Task statement:
The full set of entries below should be transcribed exactly.

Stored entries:
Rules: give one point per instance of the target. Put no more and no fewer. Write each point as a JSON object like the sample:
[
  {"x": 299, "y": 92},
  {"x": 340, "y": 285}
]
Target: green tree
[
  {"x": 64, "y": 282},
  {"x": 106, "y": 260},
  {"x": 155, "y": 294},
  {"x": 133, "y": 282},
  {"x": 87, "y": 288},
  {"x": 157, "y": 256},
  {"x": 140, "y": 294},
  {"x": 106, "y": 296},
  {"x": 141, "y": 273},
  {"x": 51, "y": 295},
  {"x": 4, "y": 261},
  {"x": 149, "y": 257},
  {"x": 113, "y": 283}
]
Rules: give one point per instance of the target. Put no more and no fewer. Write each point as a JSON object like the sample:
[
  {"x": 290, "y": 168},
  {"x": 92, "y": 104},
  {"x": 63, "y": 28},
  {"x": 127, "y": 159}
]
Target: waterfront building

Problem solution:
Rules: give one point per instance of the target. Put no more and no fewer. Write each point as a JSON object like the sample:
[
  {"x": 299, "y": 92},
  {"x": 340, "y": 285}
]
Target: green tree
[
  {"x": 64, "y": 282},
  {"x": 106, "y": 260},
  {"x": 155, "y": 294},
  {"x": 133, "y": 282},
  {"x": 87, "y": 288},
  {"x": 157, "y": 256},
  {"x": 140, "y": 294},
  {"x": 106, "y": 296},
  {"x": 141, "y": 273},
  {"x": 51, "y": 295},
  {"x": 4, "y": 261},
  {"x": 149, "y": 257},
  {"x": 113, "y": 283}
]
Rules: give one point per instance of the target. Put no more and no fewer. Write each point as a JSON object like the sample:
[
  {"x": 290, "y": 168},
  {"x": 92, "y": 104},
  {"x": 63, "y": 28},
  {"x": 127, "y": 159}
]
Target: waterfront building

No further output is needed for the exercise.